Part of a data file
···
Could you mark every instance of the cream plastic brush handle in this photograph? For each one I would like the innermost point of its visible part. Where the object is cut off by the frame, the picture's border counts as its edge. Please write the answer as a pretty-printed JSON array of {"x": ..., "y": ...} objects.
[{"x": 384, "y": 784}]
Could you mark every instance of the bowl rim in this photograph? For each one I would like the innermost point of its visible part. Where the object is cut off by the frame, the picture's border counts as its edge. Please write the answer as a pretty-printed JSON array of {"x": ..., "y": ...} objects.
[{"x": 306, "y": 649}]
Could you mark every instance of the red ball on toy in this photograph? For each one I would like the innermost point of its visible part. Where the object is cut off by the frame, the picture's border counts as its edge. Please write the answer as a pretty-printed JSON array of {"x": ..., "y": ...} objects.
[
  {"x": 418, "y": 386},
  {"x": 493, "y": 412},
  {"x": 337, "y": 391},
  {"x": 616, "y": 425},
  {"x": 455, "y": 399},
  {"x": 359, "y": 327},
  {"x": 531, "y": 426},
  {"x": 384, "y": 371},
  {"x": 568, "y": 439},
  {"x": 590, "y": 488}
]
···
Given request: Recast the material above as a Markdown table with the columns No. and Text. Give each line its own numbered row, and leave out blank lines.

Exercise output:
| No. | Text |
|---|---|
| 1 | Could you mark every instance of the cream plastic brush handle in this photograph? For each one I would like the innermost point of its visible part. Where the object is cut off by the frame, the picture's border counts as its edge. Please write the answer as a pretty-printed JSON array of {"x": ..., "y": ...} objects. |
| 2 | [{"x": 384, "y": 784}] |
| 3 | Could you mark every instance of the bowl rim in this photograph? For each one I would like the innermost point of its visible part. Where the object is cut off by the frame, the picture's border counts as its edge. Please write the answer as a pretty-printed JSON array of {"x": ..., "y": ...} objects. |
| 4 | [{"x": 306, "y": 649}] |
| 5 | Could you mark every instance of the red ball on toy in this photograph? For each one I would like the innermost point of its visible part. Where the object is cut off by the frame, the picture's border counts as its edge. Please write the answer as a pretty-printed JSON array of {"x": ..., "y": ...} objects. |
| 6 | [ |
| 7 |   {"x": 418, "y": 386}, |
| 8 |   {"x": 493, "y": 412}, |
| 9 |   {"x": 337, "y": 391}, |
| 10 |   {"x": 616, "y": 425}, |
| 11 |   {"x": 455, "y": 399}, |
| 12 |   {"x": 359, "y": 327}, |
| 13 |   {"x": 531, "y": 426}, |
| 14 |   {"x": 384, "y": 371}, |
| 15 |   {"x": 568, "y": 439}, |
| 16 |   {"x": 590, "y": 488} |
| 17 | ] |